▶ **Directions for this task**:
If a line of the material contains "below", copy it.

▶ **Data provided**:
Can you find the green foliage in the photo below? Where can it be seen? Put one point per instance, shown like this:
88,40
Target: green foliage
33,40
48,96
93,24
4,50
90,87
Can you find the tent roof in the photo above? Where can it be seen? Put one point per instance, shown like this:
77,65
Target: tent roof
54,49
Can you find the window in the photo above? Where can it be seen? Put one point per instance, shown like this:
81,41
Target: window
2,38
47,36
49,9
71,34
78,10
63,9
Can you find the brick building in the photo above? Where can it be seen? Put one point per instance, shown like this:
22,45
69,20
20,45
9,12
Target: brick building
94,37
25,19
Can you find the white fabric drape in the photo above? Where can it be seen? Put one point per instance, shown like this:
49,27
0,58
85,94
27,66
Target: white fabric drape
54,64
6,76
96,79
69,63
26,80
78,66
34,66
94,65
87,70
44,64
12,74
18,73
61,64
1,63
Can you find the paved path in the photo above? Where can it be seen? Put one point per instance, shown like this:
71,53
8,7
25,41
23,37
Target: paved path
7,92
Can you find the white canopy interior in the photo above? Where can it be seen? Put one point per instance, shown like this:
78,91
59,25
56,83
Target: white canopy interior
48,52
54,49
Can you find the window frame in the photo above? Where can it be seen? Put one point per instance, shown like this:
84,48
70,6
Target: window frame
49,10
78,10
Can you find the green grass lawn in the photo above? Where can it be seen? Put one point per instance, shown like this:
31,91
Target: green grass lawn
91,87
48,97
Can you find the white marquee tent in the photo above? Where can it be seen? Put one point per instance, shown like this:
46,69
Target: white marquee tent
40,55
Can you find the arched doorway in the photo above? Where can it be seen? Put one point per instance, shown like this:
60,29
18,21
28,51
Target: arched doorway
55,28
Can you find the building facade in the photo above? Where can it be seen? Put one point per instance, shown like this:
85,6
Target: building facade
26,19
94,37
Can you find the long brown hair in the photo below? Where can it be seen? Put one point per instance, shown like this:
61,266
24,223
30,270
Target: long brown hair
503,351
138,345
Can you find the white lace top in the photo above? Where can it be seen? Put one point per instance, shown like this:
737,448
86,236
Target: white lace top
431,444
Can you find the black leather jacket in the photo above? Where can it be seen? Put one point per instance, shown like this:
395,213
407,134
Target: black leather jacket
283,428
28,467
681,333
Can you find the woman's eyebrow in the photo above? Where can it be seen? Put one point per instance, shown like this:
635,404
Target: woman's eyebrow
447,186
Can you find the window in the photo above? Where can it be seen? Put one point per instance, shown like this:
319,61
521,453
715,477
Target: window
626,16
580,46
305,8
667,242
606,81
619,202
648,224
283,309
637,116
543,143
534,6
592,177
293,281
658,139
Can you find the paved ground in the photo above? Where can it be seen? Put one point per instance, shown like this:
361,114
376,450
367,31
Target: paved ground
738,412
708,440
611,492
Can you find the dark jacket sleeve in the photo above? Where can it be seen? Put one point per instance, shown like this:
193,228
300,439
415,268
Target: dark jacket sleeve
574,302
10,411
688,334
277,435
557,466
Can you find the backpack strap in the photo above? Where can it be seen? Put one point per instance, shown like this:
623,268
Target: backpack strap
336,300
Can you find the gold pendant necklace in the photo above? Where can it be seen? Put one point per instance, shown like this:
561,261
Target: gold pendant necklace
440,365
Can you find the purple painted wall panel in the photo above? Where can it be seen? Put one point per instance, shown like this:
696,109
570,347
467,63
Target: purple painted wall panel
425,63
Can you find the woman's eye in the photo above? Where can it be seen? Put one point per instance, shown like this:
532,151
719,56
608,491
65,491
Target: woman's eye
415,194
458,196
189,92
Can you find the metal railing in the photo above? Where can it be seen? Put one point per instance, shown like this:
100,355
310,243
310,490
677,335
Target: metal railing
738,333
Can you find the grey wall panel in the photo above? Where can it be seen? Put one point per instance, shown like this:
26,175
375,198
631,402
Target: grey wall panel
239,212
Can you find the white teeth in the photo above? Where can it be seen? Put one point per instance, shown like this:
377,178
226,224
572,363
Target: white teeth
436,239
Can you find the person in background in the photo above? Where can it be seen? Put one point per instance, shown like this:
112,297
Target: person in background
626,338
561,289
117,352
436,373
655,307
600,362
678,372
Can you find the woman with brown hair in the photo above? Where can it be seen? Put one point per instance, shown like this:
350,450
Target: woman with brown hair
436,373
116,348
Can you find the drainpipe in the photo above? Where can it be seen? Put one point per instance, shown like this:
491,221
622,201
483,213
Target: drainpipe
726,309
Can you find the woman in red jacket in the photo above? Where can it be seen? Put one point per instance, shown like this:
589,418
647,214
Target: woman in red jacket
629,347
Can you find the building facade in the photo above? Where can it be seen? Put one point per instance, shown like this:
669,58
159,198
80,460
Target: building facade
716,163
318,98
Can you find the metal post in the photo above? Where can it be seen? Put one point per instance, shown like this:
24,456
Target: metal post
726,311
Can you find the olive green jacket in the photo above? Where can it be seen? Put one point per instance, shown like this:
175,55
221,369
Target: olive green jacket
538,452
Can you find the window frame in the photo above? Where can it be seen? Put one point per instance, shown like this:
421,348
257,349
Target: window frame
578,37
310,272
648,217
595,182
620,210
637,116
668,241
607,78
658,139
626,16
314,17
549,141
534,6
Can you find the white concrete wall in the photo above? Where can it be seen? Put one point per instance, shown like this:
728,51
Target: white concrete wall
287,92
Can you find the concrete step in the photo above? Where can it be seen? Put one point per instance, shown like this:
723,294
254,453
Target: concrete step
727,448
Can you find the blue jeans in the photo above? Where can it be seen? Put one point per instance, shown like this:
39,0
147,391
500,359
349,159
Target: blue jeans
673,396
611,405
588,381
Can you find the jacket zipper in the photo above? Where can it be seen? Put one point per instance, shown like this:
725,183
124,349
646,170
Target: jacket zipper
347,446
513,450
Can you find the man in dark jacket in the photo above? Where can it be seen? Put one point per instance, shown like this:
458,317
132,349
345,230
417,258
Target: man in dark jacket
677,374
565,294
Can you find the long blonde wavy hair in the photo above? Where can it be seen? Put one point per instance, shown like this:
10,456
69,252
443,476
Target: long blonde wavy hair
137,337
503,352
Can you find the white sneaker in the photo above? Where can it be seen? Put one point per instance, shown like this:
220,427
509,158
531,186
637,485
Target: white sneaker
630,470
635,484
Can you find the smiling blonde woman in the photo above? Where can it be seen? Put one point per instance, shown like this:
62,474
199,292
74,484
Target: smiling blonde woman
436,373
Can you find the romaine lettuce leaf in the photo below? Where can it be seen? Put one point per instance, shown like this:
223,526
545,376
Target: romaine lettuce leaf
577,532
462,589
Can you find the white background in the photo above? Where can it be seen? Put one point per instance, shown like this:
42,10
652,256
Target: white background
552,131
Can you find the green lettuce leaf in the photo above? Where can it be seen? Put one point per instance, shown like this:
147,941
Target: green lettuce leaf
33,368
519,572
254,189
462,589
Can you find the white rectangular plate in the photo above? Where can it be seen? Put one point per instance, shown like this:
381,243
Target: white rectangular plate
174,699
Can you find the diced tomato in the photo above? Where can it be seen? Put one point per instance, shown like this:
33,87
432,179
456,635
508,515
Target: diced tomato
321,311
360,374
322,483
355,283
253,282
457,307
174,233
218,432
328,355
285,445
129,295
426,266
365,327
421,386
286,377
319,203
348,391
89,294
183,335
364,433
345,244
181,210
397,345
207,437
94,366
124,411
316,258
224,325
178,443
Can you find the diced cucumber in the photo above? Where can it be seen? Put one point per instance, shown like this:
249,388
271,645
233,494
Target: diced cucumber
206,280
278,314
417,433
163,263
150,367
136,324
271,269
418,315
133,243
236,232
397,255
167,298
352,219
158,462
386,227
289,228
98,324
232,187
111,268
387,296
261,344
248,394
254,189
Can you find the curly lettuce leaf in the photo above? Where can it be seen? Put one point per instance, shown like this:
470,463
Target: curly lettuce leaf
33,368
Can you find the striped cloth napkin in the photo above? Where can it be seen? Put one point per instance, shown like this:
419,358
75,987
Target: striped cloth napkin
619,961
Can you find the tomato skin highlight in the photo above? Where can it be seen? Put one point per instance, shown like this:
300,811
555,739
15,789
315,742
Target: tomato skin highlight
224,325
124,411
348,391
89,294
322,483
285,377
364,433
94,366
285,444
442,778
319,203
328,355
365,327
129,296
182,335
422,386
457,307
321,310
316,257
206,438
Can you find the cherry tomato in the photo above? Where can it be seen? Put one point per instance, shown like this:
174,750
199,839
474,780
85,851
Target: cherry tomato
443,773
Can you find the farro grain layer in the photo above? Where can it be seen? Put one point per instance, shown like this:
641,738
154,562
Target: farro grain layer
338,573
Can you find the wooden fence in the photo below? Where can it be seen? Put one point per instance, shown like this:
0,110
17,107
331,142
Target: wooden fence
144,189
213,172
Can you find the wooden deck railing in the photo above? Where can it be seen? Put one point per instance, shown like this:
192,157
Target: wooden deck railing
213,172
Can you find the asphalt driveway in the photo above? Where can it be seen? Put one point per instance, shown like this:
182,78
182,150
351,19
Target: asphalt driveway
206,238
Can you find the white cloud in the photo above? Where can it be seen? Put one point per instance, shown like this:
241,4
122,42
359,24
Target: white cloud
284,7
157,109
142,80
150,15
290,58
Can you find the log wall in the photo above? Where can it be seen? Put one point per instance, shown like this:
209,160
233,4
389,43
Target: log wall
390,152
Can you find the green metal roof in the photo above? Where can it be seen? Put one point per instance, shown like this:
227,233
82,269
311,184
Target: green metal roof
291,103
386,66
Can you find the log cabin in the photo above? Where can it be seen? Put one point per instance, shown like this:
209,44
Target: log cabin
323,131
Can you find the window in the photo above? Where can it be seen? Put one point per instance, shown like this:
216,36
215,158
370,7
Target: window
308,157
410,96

▶ **Expected answer**:
Can you find the green foliage in the photo below? Where can it be seen? Put one point per instance, shown like this:
Can you find the long brown hair in the photo below? Where can it be seen? Put one point per instance, shown like this:
Can you find the romaine lettuce leaf in the photo below? Where can it be seen? Put one point per instance, shown like this:
Can you find the wooden fence in the photo below? Where can it be seen? Put one point per instance, shown like this:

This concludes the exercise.